Each line below must be printed exactly as it stands.
___ Given entries ___
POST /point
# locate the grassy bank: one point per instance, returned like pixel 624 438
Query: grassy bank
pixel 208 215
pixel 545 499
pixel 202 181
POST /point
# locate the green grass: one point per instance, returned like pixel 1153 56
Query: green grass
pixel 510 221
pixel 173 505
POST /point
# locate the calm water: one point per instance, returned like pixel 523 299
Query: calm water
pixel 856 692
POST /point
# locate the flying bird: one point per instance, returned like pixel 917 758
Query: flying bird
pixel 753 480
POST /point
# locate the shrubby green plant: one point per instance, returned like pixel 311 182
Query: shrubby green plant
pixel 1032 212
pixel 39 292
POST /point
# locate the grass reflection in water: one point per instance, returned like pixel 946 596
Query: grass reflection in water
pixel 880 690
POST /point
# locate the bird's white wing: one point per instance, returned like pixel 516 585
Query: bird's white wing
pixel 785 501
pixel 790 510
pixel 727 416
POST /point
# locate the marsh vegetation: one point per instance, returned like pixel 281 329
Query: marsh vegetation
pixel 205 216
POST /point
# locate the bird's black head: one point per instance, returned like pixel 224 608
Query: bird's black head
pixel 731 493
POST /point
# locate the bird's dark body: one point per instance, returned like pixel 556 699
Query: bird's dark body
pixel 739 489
___
■ **Solved exercise**:
POST /point
# locate the grassy bank: one point per instance, returned like pixel 624 438
Query: grassy bank
pixel 208 215
pixel 545 499
pixel 202 181
POST /point
# locate the green grass: one point per instance, returned like pixel 1153 56
Query: green grass
pixel 510 221
pixel 173 505
POST /point
# locate the calm water: one point per instance, returned like pixel 523 299
Query: calm water
pixel 856 692
POST /point
# locate the flying bird: one point per instance, returned like pixel 917 758
Query: flying bird
pixel 753 480
POST /point
# locate the shrubby green plant: one point per instance, returned like pixel 311 182
Query: shrubby green plant
pixel 1032 212
pixel 39 292
POST /point
# locate the grass reflection in water: one point per instance, returned like pixel 946 596
Query: grass reflection in water
pixel 880 690
POST /point
# locate the bird's white wing: one point per instance, returned like pixel 516 585
Query: bird's white wing
pixel 785 501
pixel 790 510
pixel 727 416
POST /point
# locate the marsh vegetation: one point per instance, returned like pixel 281 329
Query: marsh vegetation
pixel 205 216
POST /point
# locate the bird's black head: one point per instance, returned like pixel 224 608
Query: bird's black head
pixel 731 493
POST /point
# locate the bird's dark body: one point per instance, returned like pixel 556 699
Query: bird's dark body
pixel 739 489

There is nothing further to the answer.